[DATA FOR THE TASK start]

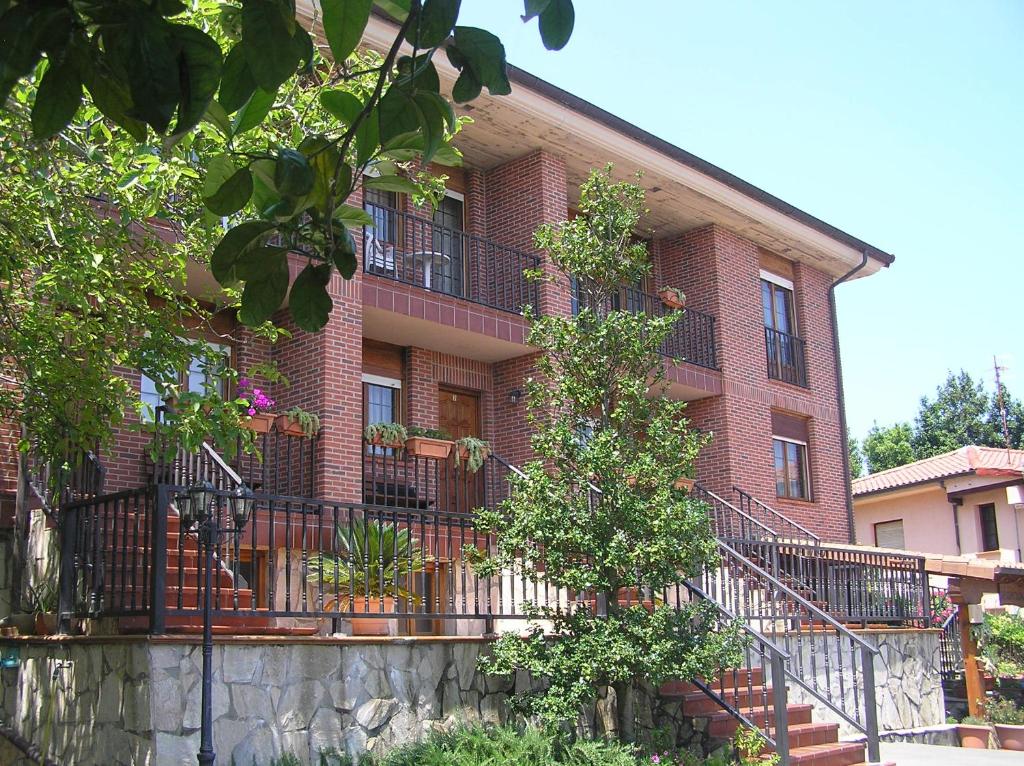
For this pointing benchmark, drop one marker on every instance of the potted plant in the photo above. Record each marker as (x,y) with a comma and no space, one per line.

[DATA FOR THE TASK end]
[DATA FOR THE TASK start]

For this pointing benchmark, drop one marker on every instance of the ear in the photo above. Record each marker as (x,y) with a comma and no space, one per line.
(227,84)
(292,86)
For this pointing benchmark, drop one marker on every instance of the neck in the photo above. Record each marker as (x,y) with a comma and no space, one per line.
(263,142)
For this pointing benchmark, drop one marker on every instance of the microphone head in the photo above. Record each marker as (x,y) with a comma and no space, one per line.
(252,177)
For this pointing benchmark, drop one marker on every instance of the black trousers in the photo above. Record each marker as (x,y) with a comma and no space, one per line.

[DATA FOR THE TASK end]
[DATA FOR THE TASK start]

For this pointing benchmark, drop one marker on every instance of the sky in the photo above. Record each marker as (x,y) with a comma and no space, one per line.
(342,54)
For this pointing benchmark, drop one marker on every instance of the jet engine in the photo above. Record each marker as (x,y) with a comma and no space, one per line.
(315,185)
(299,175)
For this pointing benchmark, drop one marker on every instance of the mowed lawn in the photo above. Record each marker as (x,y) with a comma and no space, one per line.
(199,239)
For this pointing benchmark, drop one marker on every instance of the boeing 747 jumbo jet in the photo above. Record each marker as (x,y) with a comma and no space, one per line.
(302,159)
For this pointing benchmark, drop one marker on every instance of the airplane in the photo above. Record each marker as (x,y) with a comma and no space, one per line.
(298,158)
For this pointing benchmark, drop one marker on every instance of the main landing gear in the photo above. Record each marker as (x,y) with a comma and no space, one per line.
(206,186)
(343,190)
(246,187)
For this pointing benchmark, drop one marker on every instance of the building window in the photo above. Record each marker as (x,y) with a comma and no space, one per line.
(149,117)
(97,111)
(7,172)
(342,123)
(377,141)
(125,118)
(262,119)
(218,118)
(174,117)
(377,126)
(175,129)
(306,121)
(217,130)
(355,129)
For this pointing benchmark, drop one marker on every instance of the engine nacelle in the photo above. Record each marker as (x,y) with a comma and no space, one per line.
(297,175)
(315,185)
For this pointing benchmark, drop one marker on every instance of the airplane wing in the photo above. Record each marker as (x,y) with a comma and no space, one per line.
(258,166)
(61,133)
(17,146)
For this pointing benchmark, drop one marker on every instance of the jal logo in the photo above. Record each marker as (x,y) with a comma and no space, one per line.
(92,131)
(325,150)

[DATA FOR THE TASK end]

- [WHAT THE EXERCISE ASKS]:
Copy out the records word for word, starting at the line that contains "of the neck" and ending at the line that contains "of the black", with both of those lines included.

- [ANSWER BELOW]:
For this pointing benchmark, drop one marker on every instance of the neck in the photo above. Record each marker as (x,y) with a comma and no space, one per line.
(263,142)
For this pointing benchmark, drop one marker on every instance of the microphone head in the photo above. Record each marker as (x,y) with a comma and no space, one per line.
(252,177)
For this pointing benchmark, drop one marker on every instance of the black trousers in the photo above. Record each marker as (x,y) with a comma and no space, one per line.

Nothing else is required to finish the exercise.